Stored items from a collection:
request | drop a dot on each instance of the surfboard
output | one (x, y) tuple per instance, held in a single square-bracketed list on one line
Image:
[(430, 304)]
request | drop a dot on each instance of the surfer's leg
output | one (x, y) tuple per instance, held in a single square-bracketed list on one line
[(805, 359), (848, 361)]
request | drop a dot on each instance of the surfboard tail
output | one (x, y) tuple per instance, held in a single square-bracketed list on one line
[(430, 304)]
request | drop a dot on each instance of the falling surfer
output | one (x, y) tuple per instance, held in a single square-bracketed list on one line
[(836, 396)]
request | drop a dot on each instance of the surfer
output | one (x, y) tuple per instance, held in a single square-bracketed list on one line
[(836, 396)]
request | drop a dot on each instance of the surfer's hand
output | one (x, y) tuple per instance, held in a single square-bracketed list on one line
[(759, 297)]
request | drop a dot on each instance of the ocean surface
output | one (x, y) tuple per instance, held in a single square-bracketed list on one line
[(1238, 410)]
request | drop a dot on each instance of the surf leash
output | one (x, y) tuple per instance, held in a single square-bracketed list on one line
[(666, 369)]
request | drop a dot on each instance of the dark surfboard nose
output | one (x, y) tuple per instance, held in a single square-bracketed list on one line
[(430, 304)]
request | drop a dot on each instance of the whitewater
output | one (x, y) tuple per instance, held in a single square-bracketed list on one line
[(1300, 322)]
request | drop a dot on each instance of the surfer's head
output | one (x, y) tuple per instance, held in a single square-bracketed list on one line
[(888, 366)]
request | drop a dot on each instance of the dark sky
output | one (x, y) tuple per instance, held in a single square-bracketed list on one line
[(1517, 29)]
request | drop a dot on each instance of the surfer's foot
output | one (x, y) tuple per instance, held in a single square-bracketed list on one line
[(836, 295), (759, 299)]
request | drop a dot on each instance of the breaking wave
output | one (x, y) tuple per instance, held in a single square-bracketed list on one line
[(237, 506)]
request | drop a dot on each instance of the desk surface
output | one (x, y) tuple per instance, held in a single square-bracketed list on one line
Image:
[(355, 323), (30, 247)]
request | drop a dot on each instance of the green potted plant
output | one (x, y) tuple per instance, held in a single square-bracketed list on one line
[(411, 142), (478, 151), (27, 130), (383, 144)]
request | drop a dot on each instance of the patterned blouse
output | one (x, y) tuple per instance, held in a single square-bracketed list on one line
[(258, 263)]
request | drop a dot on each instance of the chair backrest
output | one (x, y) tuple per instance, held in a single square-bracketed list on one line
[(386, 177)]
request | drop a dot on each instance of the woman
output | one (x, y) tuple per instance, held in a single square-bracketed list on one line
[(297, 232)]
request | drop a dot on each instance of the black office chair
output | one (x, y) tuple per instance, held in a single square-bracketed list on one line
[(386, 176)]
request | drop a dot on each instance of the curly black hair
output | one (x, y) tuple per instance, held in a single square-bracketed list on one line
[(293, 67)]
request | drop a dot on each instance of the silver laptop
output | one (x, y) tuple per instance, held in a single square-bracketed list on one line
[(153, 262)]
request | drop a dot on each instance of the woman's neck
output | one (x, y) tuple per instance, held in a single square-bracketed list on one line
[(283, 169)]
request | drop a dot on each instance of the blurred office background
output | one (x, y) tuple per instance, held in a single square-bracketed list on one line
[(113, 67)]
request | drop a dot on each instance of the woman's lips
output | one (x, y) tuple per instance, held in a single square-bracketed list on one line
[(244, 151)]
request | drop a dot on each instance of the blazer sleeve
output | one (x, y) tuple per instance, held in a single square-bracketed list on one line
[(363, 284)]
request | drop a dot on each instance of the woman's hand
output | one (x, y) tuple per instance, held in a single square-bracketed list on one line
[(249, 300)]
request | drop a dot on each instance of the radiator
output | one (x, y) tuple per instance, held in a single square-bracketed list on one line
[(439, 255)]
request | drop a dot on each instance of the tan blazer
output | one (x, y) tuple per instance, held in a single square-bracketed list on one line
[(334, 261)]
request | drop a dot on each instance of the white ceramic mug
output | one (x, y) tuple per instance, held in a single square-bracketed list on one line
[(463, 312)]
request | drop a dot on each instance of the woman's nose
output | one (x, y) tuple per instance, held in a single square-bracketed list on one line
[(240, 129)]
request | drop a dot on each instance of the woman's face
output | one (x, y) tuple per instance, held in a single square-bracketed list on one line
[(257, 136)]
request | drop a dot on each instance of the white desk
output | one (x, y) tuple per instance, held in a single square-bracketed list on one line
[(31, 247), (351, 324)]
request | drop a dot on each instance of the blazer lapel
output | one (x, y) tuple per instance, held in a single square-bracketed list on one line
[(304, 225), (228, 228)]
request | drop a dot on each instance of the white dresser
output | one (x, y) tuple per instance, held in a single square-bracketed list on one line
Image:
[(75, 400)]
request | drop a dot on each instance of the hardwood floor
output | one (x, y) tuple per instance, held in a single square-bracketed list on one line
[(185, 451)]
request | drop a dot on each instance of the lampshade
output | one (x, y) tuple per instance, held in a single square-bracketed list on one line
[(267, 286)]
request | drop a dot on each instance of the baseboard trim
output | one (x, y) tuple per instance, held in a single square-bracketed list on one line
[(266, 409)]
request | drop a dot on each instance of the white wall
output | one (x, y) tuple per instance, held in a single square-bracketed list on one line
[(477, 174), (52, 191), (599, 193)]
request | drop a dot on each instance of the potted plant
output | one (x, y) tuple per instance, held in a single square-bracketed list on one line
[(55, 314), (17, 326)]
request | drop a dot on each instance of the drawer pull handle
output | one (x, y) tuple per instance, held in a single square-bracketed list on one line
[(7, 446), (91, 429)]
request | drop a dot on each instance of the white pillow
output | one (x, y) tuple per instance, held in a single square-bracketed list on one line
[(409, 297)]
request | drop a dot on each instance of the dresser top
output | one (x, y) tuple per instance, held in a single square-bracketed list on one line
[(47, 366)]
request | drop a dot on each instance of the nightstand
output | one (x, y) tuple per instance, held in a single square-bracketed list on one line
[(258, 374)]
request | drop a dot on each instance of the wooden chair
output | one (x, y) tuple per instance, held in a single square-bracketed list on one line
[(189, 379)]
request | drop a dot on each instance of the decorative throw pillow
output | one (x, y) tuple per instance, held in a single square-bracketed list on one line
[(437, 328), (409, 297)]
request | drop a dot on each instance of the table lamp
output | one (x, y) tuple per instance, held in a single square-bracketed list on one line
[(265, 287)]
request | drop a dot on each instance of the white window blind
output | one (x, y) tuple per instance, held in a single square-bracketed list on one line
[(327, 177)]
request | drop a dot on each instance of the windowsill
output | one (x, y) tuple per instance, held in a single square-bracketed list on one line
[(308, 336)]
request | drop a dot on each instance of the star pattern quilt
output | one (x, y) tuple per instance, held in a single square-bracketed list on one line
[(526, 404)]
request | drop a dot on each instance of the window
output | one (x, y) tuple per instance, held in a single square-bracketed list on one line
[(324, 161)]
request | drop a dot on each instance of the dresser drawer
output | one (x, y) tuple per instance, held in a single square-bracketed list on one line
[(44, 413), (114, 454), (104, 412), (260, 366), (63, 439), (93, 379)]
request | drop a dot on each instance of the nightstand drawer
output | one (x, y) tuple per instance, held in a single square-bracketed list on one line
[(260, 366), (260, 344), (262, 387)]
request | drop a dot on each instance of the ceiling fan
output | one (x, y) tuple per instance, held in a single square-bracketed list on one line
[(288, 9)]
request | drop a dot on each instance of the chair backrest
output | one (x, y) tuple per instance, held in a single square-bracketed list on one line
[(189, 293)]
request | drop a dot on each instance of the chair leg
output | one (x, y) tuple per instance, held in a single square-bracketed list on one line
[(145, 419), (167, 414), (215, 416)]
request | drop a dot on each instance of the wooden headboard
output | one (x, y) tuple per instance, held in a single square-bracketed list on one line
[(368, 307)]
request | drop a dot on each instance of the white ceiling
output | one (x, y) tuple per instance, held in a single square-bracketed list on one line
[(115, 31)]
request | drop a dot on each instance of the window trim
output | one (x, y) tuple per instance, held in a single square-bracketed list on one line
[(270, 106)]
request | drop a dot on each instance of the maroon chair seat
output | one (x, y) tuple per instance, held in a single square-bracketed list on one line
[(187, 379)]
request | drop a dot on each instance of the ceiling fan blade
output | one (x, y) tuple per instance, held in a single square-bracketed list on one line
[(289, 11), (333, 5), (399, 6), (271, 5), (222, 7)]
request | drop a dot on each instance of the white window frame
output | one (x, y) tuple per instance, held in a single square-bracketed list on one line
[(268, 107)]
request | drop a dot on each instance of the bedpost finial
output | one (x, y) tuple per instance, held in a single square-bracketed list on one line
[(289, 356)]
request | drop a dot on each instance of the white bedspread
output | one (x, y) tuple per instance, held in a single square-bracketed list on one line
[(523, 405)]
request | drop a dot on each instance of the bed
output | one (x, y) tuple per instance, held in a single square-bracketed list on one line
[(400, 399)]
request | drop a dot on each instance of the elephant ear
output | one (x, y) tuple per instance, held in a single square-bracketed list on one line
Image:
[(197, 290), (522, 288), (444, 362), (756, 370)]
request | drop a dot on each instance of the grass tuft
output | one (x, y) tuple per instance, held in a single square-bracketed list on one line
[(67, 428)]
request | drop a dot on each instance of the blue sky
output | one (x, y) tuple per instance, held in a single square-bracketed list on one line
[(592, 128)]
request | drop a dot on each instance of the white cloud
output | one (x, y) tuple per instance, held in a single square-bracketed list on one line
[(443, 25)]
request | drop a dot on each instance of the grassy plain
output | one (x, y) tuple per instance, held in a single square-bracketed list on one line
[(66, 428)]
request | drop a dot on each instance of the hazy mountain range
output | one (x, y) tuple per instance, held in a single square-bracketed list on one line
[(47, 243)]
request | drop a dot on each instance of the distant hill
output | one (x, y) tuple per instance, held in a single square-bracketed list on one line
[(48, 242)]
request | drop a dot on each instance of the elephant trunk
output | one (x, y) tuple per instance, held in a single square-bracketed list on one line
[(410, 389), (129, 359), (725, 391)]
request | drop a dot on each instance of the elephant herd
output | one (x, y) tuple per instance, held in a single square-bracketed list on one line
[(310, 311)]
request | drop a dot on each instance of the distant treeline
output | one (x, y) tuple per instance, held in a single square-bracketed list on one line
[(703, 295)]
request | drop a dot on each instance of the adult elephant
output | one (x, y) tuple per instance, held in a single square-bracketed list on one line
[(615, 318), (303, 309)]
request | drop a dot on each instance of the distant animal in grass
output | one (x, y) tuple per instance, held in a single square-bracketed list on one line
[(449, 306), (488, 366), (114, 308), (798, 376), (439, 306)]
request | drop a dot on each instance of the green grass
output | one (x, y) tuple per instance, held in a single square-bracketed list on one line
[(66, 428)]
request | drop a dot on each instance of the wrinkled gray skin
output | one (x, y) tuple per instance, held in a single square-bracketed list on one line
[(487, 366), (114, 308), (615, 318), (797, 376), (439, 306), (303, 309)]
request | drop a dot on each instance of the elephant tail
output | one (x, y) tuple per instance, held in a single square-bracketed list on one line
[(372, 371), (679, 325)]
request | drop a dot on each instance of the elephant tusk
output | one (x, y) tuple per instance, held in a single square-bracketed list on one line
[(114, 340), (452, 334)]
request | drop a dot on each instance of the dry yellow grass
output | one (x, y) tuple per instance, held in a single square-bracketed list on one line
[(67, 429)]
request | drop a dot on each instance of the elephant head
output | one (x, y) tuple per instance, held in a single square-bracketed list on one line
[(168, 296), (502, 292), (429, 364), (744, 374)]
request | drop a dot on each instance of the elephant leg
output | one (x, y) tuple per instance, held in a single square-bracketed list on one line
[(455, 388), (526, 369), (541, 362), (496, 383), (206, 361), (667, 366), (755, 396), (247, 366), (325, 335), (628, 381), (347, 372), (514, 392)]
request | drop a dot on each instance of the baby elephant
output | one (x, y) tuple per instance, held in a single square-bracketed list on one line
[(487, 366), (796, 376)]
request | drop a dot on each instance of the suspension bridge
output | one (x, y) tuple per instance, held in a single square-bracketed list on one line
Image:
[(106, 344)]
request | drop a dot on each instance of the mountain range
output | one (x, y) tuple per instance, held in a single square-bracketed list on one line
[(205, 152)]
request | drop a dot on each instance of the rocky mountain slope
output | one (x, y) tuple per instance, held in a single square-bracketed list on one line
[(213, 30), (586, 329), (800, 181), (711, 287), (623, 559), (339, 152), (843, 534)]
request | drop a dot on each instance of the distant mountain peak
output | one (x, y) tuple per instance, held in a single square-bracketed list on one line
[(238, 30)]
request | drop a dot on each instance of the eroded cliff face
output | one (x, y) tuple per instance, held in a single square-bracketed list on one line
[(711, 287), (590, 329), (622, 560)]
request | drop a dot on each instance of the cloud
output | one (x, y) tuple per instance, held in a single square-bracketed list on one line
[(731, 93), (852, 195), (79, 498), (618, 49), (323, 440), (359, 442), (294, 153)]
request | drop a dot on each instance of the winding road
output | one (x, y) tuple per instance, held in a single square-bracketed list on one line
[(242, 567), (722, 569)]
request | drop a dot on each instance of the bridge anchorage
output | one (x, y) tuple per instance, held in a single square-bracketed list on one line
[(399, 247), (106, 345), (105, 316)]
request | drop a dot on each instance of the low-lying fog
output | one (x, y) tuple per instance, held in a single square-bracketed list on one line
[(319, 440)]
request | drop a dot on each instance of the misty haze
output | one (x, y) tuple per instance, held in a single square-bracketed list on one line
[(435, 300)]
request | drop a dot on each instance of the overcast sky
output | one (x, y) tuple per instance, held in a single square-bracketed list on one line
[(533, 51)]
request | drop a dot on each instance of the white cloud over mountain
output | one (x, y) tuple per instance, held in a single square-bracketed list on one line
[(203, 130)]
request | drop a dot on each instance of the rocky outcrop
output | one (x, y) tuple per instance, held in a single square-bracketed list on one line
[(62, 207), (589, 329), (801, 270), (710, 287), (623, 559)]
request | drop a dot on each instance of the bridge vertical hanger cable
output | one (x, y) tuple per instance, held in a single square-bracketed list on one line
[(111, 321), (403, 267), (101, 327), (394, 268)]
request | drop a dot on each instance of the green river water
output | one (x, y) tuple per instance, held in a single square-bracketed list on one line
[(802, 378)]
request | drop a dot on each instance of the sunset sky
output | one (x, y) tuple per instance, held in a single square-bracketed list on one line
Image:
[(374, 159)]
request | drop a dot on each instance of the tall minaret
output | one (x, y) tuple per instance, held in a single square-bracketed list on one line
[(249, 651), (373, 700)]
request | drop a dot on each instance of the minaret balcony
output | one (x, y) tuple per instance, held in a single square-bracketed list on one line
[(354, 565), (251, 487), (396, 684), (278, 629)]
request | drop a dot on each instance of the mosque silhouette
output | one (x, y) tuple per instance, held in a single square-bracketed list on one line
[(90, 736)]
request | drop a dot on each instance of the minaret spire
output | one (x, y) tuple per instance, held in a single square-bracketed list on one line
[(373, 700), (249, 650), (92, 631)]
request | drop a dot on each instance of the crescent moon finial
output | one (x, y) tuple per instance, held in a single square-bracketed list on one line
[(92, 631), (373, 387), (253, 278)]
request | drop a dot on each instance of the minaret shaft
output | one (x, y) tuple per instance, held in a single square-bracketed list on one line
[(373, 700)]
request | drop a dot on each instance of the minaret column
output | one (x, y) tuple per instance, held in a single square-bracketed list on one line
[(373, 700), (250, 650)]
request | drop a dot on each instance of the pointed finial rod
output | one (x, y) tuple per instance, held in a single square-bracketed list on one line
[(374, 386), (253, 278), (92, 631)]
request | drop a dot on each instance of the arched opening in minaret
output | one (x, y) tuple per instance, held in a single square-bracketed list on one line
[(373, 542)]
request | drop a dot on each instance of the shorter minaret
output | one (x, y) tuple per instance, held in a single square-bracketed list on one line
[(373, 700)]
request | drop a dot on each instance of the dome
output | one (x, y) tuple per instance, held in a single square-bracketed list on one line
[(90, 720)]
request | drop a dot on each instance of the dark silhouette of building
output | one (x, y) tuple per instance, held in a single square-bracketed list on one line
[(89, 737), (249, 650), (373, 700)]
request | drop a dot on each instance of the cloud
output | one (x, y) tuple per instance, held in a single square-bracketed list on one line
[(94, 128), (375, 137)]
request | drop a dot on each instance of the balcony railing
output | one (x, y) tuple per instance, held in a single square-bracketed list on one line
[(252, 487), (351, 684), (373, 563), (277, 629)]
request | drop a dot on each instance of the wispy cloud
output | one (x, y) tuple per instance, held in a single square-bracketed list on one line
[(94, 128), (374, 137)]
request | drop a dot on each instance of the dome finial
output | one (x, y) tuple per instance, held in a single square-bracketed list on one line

* [WORK ITEM]
Copy the lines above exactly, beginning at the line that has "request | drop a dot on each instance of the overcast" and stopping after the line that has "the rocky outcrop", and omit the rest.

* [COMPLETED TASK]
request | drop a dot on each instance of the overcast sky
output | one (x, y) tuple per instance, held in a single square-bracketed list on one line
[(533, 51)]
request | drop a dot on each instance of the white cloud over mountain
output | one (x, y) tuple per instance, held in a single square-bracketed list on one line
[(203, 130)]
request | drop a dot on each instance of the rocky outcrop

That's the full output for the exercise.